→ Excerpt provided
[Start]

The west region of Mexico’s Yucatan Peninsula truly provides an enriching experience for its visitors. There’s a vibrancy in culture there from its food, to activities and especially historic places to stay. While most visitors choose to experience the likes of Tulum, Playa del Carmen and Cancun on the east coast, check out the west side for a less touristy and more authentic experience. Here, we’re highlighting the best experiences to be had in the West Yucatan Peninsula in Mexico. Read on and you’ll see why we love it so much.
The best of the West Yucatan: Where to eat, play and stay:
Getting there
The closest major airport in the West Yucatan Peninsula in Mexico is Merida. It’s a major city and easy to get a direct flight to its international airport. Another option is Campeche, although you may have to take connecting flight through somewhere like Mexico City.
EAT
You’re in for a treat! There are so many foods to love here from pork that cooks underground for five hours (yup, you read that correctly!) to dishes created with Chaya plant leaves.

[End]

→ Material
[Start]

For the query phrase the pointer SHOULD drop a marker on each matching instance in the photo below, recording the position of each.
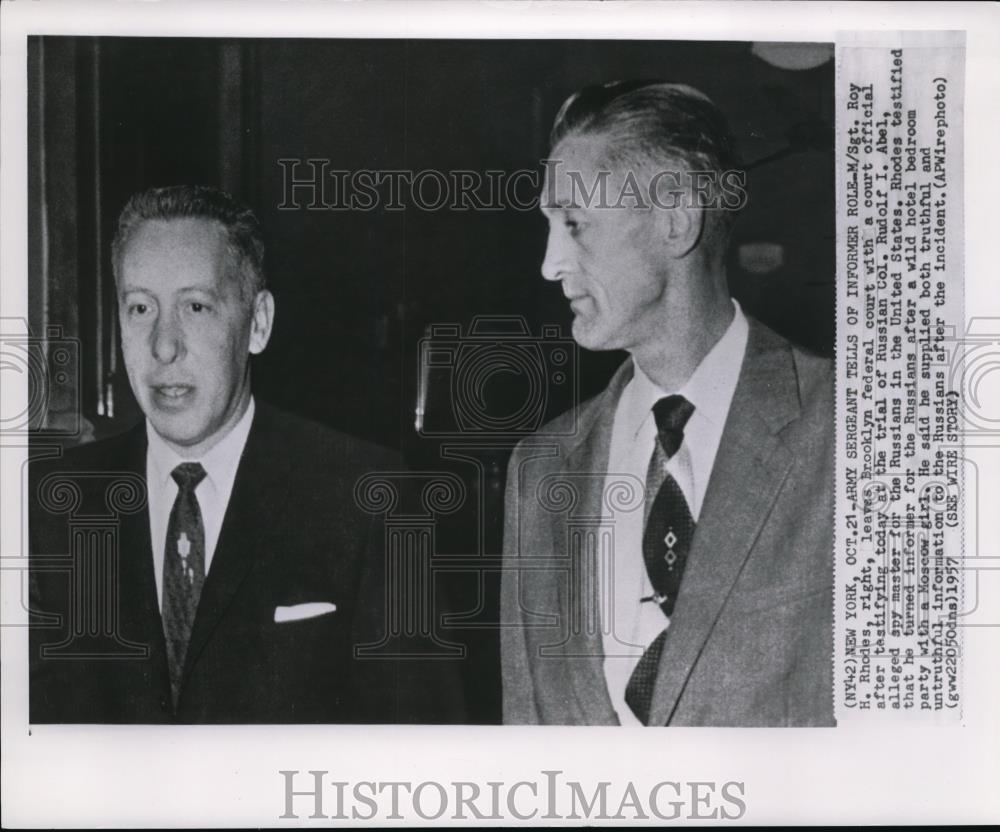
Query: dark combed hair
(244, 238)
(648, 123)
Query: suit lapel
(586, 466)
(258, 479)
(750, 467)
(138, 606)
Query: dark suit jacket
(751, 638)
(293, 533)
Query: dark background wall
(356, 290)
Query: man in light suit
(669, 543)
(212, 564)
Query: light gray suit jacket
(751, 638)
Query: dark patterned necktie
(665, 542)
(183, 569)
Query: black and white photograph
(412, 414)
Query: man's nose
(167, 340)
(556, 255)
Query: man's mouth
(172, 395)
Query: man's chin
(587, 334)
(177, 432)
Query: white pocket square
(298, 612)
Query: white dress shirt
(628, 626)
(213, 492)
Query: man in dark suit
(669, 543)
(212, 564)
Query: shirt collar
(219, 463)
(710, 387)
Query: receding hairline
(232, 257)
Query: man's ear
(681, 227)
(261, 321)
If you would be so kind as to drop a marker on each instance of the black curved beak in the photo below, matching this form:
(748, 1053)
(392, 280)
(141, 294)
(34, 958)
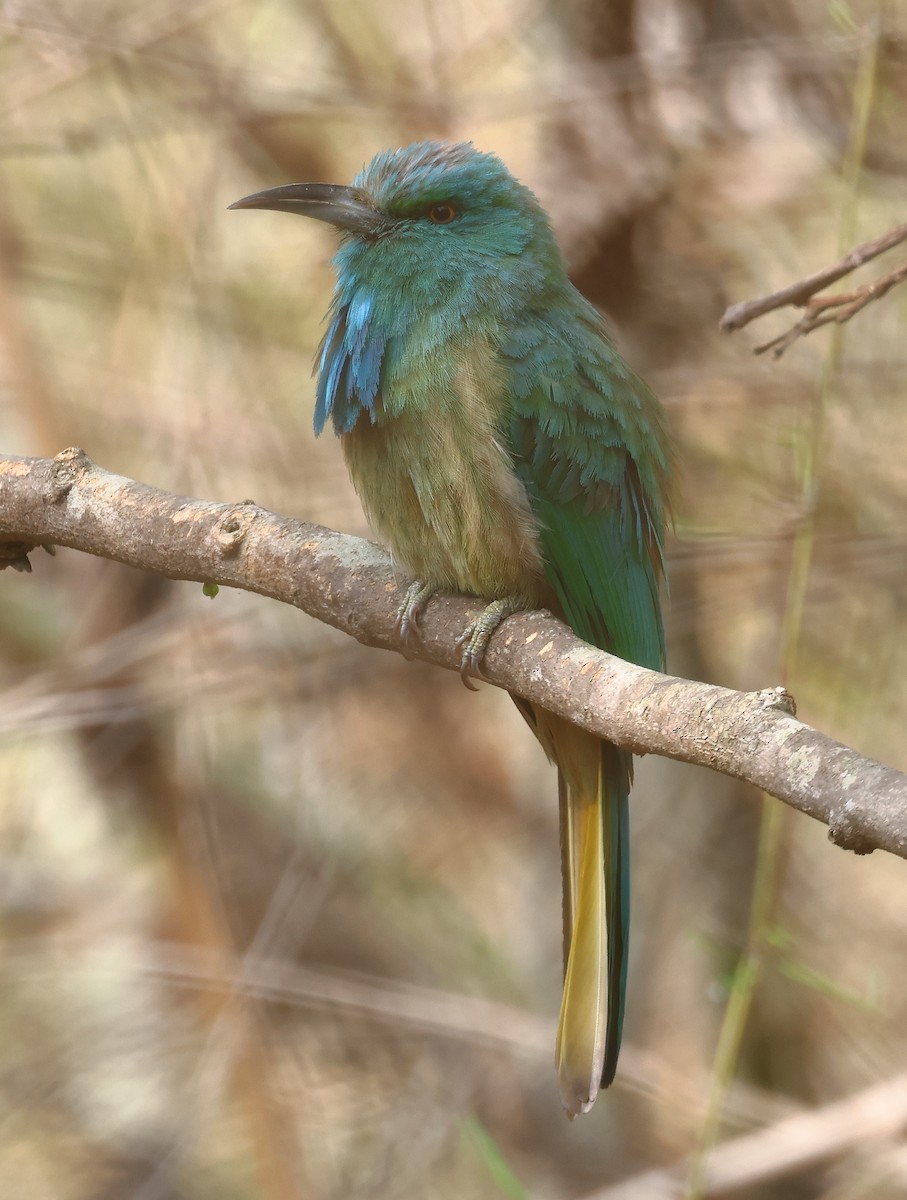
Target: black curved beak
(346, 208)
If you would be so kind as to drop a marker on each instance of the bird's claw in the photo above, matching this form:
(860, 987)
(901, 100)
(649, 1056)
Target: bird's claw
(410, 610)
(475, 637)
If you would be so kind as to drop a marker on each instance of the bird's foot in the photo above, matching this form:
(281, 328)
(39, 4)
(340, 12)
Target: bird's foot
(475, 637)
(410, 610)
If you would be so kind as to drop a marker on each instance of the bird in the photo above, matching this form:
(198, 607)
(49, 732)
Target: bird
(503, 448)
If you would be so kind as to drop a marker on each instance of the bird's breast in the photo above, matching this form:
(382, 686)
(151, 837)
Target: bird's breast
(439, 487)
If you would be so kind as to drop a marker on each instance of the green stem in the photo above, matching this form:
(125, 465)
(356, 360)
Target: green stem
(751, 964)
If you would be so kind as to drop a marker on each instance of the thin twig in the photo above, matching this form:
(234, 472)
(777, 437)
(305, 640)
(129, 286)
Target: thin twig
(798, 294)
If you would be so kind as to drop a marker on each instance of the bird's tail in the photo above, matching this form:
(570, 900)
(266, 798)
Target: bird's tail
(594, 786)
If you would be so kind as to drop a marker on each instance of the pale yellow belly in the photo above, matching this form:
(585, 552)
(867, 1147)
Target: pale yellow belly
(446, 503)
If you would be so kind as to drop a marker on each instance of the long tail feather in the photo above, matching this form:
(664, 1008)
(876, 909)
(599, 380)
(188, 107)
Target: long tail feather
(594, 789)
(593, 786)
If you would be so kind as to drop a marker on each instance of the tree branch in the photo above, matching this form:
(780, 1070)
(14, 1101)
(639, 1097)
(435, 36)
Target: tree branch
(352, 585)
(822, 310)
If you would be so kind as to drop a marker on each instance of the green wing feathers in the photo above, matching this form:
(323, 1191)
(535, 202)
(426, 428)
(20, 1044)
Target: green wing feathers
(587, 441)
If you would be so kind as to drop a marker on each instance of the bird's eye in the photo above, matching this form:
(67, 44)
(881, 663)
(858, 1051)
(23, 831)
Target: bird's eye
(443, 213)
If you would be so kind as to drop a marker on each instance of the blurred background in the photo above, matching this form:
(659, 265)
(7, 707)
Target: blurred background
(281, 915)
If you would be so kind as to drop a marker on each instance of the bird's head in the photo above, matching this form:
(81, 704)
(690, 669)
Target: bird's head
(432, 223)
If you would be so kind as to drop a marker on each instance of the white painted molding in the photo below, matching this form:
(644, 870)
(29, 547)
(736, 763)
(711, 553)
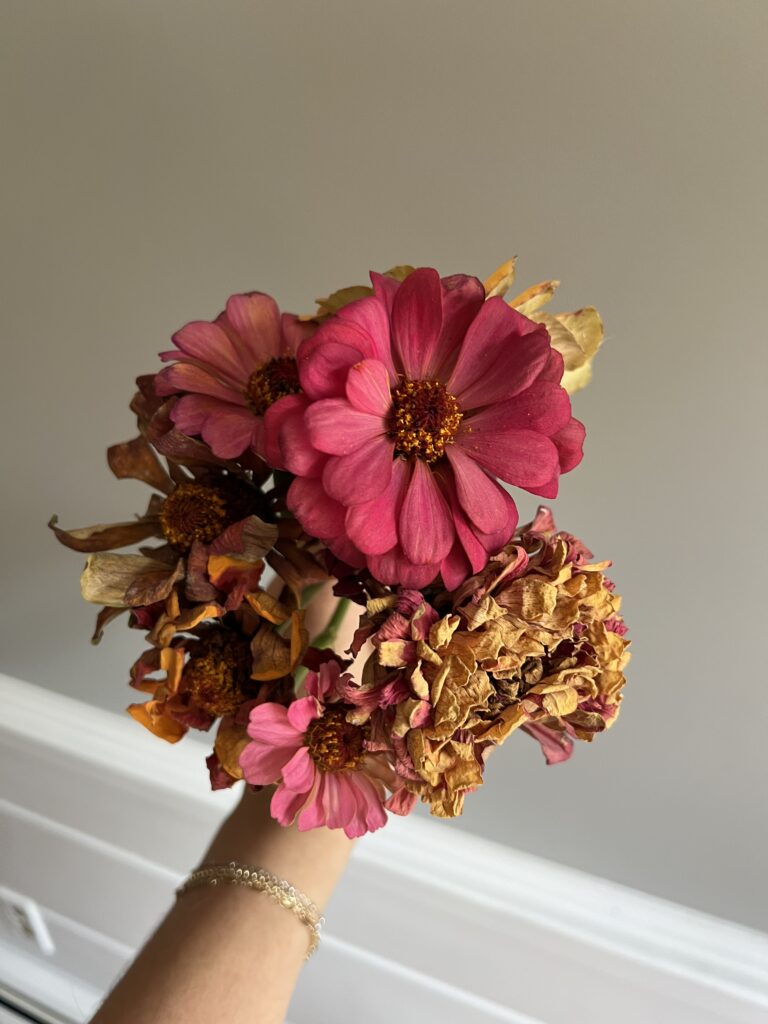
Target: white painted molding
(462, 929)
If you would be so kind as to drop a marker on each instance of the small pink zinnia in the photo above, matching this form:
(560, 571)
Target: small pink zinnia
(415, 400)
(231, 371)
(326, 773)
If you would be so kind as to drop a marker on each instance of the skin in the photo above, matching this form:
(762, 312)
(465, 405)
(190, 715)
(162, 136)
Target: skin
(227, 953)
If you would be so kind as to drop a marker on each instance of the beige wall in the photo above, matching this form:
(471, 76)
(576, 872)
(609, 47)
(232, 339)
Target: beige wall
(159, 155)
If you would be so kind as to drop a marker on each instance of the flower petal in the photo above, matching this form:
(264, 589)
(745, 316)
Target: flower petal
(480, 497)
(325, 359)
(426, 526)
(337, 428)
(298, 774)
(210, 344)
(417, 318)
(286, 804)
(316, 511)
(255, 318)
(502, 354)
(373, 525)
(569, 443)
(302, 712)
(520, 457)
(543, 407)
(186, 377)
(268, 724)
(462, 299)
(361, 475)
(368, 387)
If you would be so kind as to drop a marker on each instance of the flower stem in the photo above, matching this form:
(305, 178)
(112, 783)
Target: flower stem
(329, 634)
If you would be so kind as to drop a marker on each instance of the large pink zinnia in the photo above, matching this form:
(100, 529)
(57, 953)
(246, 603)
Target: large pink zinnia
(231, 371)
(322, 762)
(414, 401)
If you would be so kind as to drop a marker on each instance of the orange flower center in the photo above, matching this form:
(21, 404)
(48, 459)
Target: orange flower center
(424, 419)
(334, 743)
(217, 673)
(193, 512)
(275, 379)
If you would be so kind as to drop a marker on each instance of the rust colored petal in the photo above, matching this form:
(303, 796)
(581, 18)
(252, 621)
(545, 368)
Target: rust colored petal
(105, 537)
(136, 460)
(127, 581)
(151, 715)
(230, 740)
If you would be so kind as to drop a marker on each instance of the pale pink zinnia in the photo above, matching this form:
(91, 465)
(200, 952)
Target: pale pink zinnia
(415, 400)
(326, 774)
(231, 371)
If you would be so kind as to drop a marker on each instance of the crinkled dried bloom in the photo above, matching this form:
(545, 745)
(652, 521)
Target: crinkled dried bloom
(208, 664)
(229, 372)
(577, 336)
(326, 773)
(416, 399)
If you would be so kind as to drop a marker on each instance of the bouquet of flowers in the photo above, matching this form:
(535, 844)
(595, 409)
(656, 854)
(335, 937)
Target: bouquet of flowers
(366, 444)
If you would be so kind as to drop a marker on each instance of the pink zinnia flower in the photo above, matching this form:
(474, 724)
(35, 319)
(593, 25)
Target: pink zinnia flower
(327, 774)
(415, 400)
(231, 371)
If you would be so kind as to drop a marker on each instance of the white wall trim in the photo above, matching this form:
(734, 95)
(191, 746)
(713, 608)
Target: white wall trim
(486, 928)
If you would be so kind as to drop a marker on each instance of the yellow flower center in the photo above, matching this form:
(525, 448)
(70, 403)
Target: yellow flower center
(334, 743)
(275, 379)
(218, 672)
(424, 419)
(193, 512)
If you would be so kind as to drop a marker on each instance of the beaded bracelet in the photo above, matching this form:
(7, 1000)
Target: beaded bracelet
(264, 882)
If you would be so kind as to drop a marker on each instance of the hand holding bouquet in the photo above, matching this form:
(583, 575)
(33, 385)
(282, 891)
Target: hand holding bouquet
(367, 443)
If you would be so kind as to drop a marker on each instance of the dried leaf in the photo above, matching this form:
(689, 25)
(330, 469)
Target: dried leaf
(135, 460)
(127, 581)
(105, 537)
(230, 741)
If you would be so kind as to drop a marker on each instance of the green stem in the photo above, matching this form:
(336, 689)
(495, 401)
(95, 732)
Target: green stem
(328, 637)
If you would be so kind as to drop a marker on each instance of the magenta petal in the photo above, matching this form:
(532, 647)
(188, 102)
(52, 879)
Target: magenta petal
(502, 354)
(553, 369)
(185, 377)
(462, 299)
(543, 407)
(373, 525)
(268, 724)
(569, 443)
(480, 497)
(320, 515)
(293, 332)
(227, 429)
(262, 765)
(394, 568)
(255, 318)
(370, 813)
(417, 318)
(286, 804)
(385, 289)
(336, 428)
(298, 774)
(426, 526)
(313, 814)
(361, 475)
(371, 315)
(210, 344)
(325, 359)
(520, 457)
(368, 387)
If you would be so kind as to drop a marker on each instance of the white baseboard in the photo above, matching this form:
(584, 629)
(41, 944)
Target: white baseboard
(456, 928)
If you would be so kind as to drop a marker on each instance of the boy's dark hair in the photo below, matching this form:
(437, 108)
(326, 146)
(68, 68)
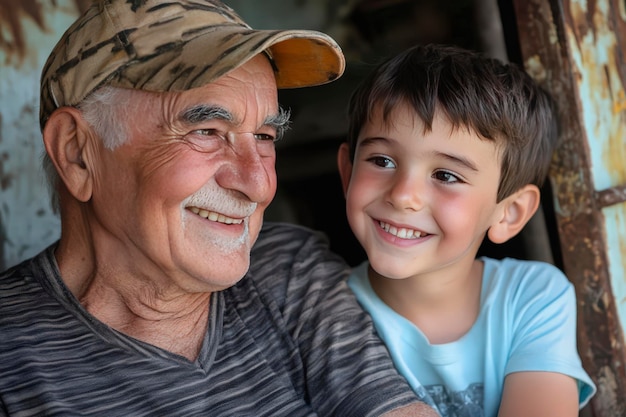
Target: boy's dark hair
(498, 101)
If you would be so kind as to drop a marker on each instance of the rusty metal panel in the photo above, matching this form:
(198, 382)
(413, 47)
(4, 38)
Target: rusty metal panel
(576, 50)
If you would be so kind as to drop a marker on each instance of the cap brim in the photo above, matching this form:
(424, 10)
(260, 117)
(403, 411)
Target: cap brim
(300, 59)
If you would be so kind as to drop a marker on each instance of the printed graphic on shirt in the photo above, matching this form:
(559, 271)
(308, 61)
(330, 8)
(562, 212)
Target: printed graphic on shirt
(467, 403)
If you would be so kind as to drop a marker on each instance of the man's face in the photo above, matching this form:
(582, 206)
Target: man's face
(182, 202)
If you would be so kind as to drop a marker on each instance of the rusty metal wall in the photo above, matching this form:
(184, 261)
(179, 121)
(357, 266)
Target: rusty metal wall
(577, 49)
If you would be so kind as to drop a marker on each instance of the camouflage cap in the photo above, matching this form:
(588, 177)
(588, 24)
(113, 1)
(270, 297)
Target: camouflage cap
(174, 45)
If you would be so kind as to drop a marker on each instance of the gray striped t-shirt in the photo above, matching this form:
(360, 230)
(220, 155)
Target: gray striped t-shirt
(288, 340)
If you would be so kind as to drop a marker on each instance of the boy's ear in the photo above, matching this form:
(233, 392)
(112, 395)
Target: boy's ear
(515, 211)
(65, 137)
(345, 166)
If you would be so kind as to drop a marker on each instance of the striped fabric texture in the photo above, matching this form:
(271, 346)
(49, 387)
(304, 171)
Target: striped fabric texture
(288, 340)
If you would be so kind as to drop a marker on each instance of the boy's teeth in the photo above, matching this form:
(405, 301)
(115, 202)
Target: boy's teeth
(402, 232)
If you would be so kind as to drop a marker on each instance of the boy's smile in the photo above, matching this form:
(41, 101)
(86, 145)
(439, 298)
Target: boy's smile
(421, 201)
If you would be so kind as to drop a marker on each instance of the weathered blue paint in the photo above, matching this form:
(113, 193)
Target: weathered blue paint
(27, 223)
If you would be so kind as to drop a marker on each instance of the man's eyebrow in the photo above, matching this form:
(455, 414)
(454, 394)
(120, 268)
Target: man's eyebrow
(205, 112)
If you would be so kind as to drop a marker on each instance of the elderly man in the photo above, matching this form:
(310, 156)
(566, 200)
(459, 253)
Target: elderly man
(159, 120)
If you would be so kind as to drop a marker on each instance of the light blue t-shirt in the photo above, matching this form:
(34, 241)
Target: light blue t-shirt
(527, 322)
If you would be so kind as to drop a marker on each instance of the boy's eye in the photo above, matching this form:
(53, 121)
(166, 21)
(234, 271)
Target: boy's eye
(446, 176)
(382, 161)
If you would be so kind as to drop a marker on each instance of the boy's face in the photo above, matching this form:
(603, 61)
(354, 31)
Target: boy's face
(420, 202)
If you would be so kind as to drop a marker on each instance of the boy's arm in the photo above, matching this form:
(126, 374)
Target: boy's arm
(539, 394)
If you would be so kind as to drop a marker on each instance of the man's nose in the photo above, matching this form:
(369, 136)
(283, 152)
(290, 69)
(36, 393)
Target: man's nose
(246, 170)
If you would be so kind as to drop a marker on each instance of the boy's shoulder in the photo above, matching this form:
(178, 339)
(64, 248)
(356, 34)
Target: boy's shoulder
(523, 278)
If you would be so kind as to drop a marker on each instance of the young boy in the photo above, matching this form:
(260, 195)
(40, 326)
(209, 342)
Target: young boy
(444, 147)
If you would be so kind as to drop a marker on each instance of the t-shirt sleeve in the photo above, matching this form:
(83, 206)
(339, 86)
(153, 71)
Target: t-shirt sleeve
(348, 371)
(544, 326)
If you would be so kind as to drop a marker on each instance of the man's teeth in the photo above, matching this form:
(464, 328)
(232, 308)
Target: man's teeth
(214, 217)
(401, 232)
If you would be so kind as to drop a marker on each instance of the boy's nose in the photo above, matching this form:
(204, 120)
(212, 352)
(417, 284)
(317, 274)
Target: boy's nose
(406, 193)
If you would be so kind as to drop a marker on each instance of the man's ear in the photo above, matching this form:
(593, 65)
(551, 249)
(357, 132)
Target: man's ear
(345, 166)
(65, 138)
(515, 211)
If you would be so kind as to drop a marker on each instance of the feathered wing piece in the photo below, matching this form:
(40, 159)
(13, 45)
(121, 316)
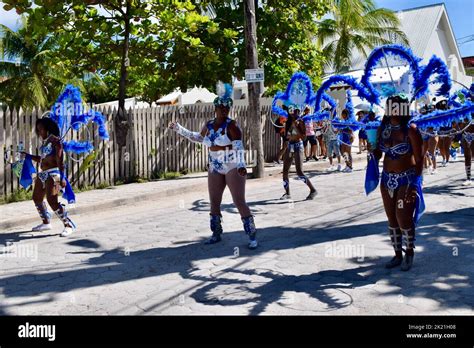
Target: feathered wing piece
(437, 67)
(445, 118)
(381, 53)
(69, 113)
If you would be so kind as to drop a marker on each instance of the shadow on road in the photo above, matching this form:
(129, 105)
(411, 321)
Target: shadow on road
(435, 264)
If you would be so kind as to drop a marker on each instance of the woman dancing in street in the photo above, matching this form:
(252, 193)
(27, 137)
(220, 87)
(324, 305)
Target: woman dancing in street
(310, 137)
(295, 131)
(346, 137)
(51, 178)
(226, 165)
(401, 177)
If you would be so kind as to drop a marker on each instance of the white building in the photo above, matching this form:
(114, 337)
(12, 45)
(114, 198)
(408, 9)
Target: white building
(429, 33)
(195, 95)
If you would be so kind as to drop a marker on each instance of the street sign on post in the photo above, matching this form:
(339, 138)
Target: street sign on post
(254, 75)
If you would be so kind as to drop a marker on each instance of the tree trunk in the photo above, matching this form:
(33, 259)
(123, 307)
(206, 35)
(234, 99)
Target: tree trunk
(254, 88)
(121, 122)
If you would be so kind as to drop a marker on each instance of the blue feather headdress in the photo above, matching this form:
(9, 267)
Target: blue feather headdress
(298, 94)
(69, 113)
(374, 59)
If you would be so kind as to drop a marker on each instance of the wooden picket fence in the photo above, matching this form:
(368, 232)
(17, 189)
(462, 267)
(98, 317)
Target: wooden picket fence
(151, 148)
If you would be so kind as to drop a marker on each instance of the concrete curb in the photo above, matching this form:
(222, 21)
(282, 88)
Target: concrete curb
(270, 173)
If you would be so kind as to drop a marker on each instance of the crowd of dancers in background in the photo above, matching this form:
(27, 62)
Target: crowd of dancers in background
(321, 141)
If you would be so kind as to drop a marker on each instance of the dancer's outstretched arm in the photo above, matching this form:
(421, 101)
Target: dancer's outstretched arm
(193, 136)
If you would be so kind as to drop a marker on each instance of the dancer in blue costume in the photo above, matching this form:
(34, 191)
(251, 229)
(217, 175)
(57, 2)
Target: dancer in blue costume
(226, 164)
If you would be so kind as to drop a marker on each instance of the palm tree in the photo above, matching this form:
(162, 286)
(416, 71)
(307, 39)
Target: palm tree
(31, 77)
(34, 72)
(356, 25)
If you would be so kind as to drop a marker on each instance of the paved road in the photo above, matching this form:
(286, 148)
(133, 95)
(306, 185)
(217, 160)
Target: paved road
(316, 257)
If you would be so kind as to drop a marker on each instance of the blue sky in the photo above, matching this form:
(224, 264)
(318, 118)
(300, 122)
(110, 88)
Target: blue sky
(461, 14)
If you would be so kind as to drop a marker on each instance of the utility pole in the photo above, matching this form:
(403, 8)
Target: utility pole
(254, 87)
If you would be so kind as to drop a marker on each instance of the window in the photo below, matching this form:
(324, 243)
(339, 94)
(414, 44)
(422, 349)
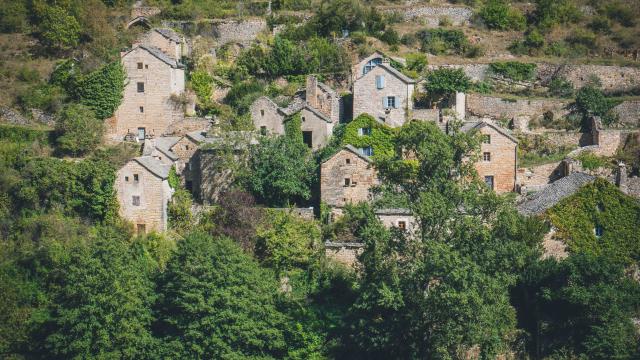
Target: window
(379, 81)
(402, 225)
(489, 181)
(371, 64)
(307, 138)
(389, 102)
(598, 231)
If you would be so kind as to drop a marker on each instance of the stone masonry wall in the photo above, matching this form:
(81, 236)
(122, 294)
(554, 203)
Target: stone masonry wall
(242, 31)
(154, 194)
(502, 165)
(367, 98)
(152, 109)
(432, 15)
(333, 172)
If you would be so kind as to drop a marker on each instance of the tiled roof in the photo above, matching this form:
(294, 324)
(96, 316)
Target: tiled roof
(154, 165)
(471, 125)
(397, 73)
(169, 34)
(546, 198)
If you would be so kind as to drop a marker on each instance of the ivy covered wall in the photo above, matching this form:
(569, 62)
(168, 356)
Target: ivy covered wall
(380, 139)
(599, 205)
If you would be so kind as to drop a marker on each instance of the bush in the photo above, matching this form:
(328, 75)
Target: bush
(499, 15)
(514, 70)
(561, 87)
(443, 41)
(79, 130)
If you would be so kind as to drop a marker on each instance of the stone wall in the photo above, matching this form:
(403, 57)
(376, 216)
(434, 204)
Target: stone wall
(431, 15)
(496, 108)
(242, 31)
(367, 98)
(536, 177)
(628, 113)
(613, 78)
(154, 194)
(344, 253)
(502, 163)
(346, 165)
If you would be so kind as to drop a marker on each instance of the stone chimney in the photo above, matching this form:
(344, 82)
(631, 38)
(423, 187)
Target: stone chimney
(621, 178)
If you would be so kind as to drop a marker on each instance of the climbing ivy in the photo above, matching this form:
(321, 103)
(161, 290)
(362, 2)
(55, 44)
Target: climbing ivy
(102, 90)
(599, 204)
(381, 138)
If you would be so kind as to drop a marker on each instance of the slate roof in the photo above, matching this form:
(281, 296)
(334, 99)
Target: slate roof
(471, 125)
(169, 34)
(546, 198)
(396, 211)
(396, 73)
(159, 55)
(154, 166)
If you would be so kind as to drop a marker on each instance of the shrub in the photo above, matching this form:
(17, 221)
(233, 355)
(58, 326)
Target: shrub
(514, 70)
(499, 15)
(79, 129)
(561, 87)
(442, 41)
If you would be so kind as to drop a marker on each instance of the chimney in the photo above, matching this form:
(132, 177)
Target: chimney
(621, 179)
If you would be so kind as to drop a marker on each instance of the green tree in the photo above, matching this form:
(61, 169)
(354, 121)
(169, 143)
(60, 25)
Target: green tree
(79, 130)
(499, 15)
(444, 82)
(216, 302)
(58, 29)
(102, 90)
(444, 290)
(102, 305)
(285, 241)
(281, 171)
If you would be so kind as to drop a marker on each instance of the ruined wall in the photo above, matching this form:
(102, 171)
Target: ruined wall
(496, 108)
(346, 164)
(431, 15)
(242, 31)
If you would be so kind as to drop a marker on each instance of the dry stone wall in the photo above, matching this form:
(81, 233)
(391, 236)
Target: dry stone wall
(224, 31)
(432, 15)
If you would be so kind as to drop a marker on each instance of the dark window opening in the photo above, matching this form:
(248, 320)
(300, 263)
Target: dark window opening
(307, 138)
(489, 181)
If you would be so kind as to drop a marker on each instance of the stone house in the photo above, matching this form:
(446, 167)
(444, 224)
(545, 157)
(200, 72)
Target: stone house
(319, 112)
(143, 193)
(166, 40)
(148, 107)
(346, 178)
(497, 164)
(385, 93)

[End]

→ What the task asks
Pick up the West Yucatan travel guide after its last sentence and keep writing it.

→ Answer to the problem
Cochinita Pibil
This is a dish consisting of the slow cooked pork that gets its flavour from being cooked in a smoky of cooking ash pit underground. It’s like an original slow-cooker method! It’s marinated in local spices (like a red spice called Annatto) and citrus (like sour orange) to give it a unique, exceptionally delicious flavor. The pork is then either eaten alone, with taco shells, or on tortillas filled with beans called Panuchos. They are a local specialty and we happily tasted them when we stayed at Hacienda Temozon (read on for more on this hotel).
Chaya
Another incredible ingredient of the West Yucatan Peninsula in Mexico, which you’ll find in many dishes, is Chaya. Chaya is a plant whose leaves are used to flavour drinks or food. It’s used in cooking like a vegetable. The image below (with guacamole, of course) has a Chaya leaf on the plate. Look for juices flavoured with Chaya, which may have a slight or strong green hue (I saw both while I was there) and tastes very good! It’s not a strong flavor yet adds a pleasant taste.
PLAY
There is just enough to do in this area to keep you busy while allowing you to enjoy time at your hotel too. I recommend renting a car. It’s safe and easy and will allow you the freedom to keep your own schedule since tours aren’t as plentiful in the area (though you certainly can find a few).
Uxmal
This spot, pronounced ‘oosh-mal’, is not to miss. This UNESCO World Heritage Site dates back to the year 700 CE. It’s a Mayan ruins complex less crowded than its perhaps more-famous neighbour (in the east Yucatan), Chichen Itza. It’s about an hour and a half from Merida by car (or 45 minutes from where we were staying at Hacienda Temozon). We walked around for two hours or so enjoying all of the structures. It’s incredible to see what great shape they’re in. Bring lots of water – it gets HOT there!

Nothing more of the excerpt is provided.